▶ _SHORT EXERCISE_
Would you lift every line of the records below, word for word, and leave the pictures out of your answer?

+++

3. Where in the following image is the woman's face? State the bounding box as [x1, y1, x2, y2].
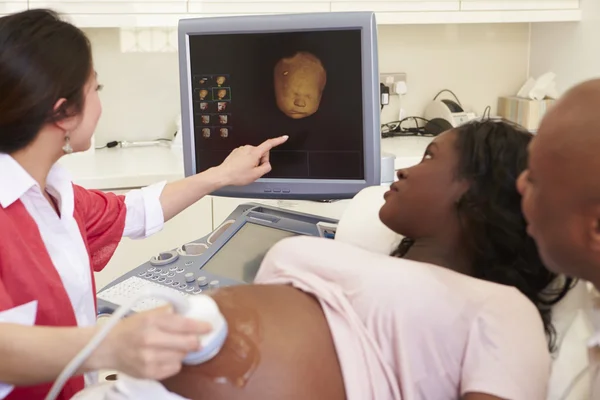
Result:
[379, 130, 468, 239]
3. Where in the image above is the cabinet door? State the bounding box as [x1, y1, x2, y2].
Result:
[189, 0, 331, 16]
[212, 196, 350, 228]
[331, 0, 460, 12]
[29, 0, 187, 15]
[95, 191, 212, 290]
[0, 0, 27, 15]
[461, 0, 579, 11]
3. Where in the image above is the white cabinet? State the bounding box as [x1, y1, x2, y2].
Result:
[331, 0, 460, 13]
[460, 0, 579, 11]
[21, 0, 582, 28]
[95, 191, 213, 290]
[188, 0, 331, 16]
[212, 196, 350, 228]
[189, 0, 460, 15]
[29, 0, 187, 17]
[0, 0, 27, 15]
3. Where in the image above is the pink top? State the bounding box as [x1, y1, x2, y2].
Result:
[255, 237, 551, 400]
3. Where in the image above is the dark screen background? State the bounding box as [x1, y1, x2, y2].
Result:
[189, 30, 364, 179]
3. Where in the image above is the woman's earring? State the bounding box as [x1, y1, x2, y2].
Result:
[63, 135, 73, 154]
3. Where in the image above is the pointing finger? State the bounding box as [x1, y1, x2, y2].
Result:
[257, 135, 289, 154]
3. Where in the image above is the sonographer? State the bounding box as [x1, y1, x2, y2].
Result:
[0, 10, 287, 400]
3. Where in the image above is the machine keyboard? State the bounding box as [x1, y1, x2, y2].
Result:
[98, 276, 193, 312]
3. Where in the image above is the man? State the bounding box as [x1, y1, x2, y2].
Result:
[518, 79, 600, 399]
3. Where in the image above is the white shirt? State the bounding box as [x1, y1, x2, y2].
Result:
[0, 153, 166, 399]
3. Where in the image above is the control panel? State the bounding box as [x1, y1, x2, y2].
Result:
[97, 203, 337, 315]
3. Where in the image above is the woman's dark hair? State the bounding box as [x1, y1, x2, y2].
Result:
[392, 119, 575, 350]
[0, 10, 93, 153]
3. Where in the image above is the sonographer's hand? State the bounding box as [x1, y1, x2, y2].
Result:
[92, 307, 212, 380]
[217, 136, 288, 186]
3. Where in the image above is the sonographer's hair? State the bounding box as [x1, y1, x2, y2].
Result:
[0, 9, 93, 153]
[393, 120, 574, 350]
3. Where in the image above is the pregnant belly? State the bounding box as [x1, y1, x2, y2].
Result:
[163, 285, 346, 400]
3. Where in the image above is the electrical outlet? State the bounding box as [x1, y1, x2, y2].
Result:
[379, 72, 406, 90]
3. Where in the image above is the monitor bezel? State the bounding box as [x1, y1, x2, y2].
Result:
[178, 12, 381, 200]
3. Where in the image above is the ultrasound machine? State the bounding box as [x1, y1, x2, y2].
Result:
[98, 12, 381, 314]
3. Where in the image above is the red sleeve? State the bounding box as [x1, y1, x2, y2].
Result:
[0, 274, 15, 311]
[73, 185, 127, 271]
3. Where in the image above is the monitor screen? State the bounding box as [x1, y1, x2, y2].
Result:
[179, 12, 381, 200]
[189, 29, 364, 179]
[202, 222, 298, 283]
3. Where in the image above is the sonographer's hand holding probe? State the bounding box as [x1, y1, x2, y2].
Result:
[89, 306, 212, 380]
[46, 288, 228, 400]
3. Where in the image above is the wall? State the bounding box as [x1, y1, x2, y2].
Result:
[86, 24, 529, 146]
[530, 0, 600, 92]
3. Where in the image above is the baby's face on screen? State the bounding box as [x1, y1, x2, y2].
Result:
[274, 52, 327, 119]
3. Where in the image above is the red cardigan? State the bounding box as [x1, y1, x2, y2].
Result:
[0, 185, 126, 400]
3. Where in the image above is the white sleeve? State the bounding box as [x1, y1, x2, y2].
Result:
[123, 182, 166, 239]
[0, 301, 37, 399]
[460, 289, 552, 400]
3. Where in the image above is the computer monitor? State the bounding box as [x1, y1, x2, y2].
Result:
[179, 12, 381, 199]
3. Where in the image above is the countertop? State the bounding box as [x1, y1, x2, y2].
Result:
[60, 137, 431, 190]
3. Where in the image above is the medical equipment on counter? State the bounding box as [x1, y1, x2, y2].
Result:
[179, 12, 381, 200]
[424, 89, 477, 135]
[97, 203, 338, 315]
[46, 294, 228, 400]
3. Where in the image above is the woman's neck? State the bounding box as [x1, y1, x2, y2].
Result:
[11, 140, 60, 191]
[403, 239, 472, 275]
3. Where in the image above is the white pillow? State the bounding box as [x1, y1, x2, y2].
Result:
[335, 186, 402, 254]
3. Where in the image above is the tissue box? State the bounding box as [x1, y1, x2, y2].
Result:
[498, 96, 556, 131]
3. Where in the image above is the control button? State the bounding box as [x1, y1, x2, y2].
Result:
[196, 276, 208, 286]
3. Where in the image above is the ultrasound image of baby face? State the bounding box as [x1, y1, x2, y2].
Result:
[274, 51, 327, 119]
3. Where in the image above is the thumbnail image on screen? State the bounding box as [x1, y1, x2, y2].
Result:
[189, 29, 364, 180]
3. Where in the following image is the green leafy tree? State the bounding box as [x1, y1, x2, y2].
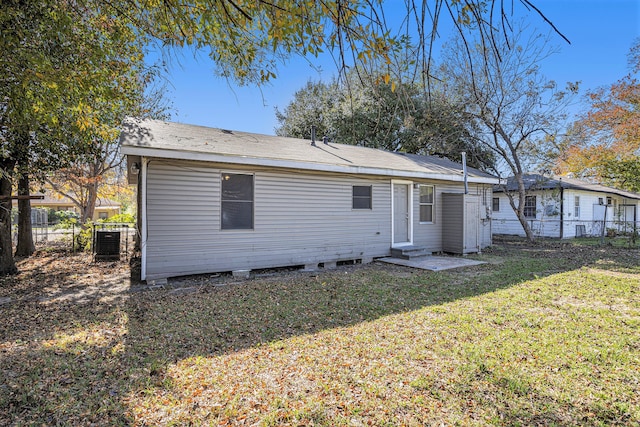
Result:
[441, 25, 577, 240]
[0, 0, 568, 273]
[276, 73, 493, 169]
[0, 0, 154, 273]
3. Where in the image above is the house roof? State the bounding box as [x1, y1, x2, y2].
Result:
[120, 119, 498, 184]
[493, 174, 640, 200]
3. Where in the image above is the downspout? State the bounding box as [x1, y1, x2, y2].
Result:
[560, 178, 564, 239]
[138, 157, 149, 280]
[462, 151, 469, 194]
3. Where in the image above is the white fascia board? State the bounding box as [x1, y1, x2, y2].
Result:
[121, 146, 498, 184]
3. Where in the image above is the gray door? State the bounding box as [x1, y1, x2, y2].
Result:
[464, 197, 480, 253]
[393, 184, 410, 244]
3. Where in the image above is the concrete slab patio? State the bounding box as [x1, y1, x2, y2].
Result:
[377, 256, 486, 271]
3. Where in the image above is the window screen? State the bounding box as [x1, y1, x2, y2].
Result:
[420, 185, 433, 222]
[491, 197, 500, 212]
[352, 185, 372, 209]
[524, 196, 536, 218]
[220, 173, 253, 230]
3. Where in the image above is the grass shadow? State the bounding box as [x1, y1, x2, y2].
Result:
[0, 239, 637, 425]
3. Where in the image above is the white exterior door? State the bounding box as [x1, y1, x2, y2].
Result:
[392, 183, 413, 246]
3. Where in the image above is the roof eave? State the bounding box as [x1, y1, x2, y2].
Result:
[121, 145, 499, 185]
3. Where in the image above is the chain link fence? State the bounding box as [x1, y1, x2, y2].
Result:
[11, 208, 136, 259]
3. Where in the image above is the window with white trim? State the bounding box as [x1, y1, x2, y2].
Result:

+++

▶ _RESULT OF THE TASK_
3. Where in the following image is the woman's face? State the bounding box as [x1, y1, x2, y2].
Result:
[379, 130, 468, 239]
3. Where in the image above is the cabinet door? State the bounding box as [x1, y1, x2, y2].
Result:
[189, 0, 331, 16]
[212, 196, 350, 228]
[331, 0, 460, 12]
[29, 0, 187, 15]
[95, 191, 212, 290]
[0, 0, 27, 15]
[461, 0, 579, 11]
3. Where in the image above is the white cabinet? State the bounding box as [x1, y1, x2, y2].
Result:
[331, 0, 460, 13]
[460, 0, 579, 11]
[21, 0, 582, 28]
[95, 191, 213, 290]
[188, 0, 331, 16]
[212, 196, 350, 228]
[189, 0, 460, 15]
[29, 0, 187, 17]
[0, 0, 27, 15]
3. Where in the image above is the pink top? State the bounding box as [x1, y1, x2, y2].
Result:
[255, 237, 551, 400]
3. Where in the image above is the dark screen background? State the bounding box as [x1, y1, x2, y2].
Result:
[189, 30, 364, 179]
3. Where in the image above is the woman's earring? State the bounding box as [x1, y1, x2, y2].
Result:
[63, 135, 73, 154]
3. Where in the image above is the pointing finger? State the bounding box as [x1, y1, x2, y2].
Result:
[257, 135, 289, 154]
3. Where in the image above is the sonographer? State the bounding box as [x1, y1, x2, y2].
Result:
[0, 10, 287, 400]
3. Where in the image above is the machine keyboard? State the bounding box as [x1, y1, x2, y2].
Result:
[98, 276, 193, 312]
3. Where in the image above is the man? State the bounding box as [x1, y1, x2, y2].
Result:
[518, 79, 600, 399]
3. Where in the image above is the white shirt? State the bounding box as [x1, y1, x2, y2].
Result:
[0, 153, 166, 399]
3. Where in the image above is the control panel? State the bounding box as [x1, y1, x2, y2].
Result:
[97, 203, 337, 315]
3. Where in the image above is the woman's dark hair? State the bounding box as [x1, y1, x2, y2].
Result:
[392, 119, 575, 350]
[0, 10, 93, 153]
3. Where in the image above is the sonographer's hand? State the bounding box as [x1, y1, x2, y2].
Result:
[92, 307, 212, 380]
[217, 136, 288, 186]
3. Where in the image above is the sonographer's hair? State the bounding box as [x1, y1, x2, y2].
Result:
[0, 9, 93, 153]
[393, 120, 574, 350]
3. Where in the image above is the pregnant belly? State the bounding box as [x1, y1, x2, y2].
Result:
[163, 285, 346, 400]
3. Where in the image above is the electrical outlet? State the bounding box as [x1, y1, x2, y2].
Result:
[379, 72, 406, 90]
3. Where in the image above is the monitor bezel? State the bounding box as [x1, y1, x2, y2].
Result:
[178, 12, 381, 200]
3. Where in the image above is the ultrasound machine? State the bounding box as [x1, y1, x2, y2].
Result:
[98, 12, 381, 314]
3. Where in the image above is the red sleeve? State the bounding box as [x1, y1, x2, y2].
Result:
[0, 274, 15, 311]
[73, 185, 127, 271]
3. Where in the image above is the monitor screen? State the bounding box as [x1, y1, x2, y2].
Result:
[179, 12, 381, 200]
[189, 29, 364, 179]
[202, 222, 298, 283]
3. Where in the image above is the sonographer's hand holding probe? State the bounding box as [x1, y1, x2, y2].
Result:
[89, 306, 212, 380]
[46, 288, 228, 400]
3. Where in the image above is the wall? State the bounding box as [x1, y1, x2, y2].
Result:
[86, 24, 529, 146]
[530, 0, 600, 92]
3. Where in the image above is the baby's face on screen? State the bounding box as [x1, y1, x2, y2].
Result:
[274, 52, 327, 119]
3. Where in the image above is the red cardigan? State the bounding box as [x1, y1, x2, y2].
Result:
[0, 185, 126, 400]
3. Where in the image above is the white sleeve? State the bounding box as [x1, y1, x2, y2].
Result:
[123, 182, 166, 239]
[0, 301, 37, 399]
[460, 289, 552, 400]
3. Where in the image above is the computer monitor? State the bounding box as [x1, y1, x2, y2].
Result:
[179, 12, 381, 199]
3. Where in the image above is the countertop? State the bounding box as [x1, y1, x2, y2].
Result:
[60, 137, 431, 190]
3. Where in the image above is the medical equipment on counter? State the bounding box as [x1, y1, x2, y2].
Result:
[179, 12, 381, 200]
[424, 89, 477, 135]
[97, 203, 338, 315]
[46, 294, 228, 400]
3. Where in the image above is the woman's neck? State the bounding box as [x1, y1, x2, y2].
Result:
[11, 140, 60, 191]
[403, 239, 472, 275]
3. Where in the image above is the white pillow? State the bounding box as [x1, y1, x2, y2].
Result:
[335, 186, 402, 254]
3. Where in the image above is the tissue box? State the bounding box as [x1, y1, x2, y2].
Result:
[498, 96, 556, 131]
3. Where in the image above is the control button? State the bounding box as [x1, y1, x2, y2].
Result:
[196, 276, 208, 286]
3. Where in the image above is the ultrasound image of baby face? State the bounding box as [x1, y1, x2, y2].
Result:
[274, 51, 327, 119]
3. Where in the image above is the thumbnail image on screen? State the bounding box as [x1, y1, x2, y2].
Result:
[189, 29, 364, 180]
3. Where in the following image is the green leafy tree? State the bounding box as [x1, y1, x2, y2].
Result:
[441, 25, 577, 240]
[0, 0, 568, 273]
[276, 73, 493, 169]
[0, 0, 154, 273]
3. Where in the image above is the house roof? State the bounding box as [x1, y1, x2, y2].
Result:
[120, 119, 498, 184]
[493, 174, 640, 200]
3. Where in the image above is the downspout? State the bounding box as [x1, y1, x2, y2].
Result:
[560, 178, 564, 239]
[138, 157, 149, 280]
[462, 151, 469, 194]
3. Where in the image above is the white fascia board? State the bounding box as [x1, y1, x2, y2].
Result:
[121, 146, 498, 184]
3. Where in the image above is the gray door? State the bounding box as [x1, y1, x2, y2].
Result:
[464, 197, 480, 253]
[393, 184, 410, 244]
3. Where in the image above is the concrete slab patio? State the bounding box as [x1, y1, x2, y2].
Result:
[377, 256, 486, 271]
3. Where in the image above is the window screen? State the bounding box as [x1, y1, x2, y2].
Result:
[420, 185, 433, 222]
[491, 197, 500, 212]
[352, 185, 372, 209]
[524, 196, 536, 218]
[220, 173, 253, 230]
3. Where in the image above is the grass shadow? State the bounding box as [x1, y1, x2, y2].
Result:
[0, 239, 637, 425]
3. Where in the image above is the white exterior door? State the bounding box as [x1, y1, x2, y2].
Result:
[392, 183, 413, 246]
3. Where in the image above is the roof eave? State the bounding box as [x1, y1, x2, y2].
Result:
[121, 145, 499, 185]
3. Where in the image above is the chain link fence? State the bounding box as [x1, y1, x2, y2].
Result:
[11, 208, 136, 259]
3. Where in the image above is the window with white trim? State the bounding box as [x1, y1, x2, y2].
Result:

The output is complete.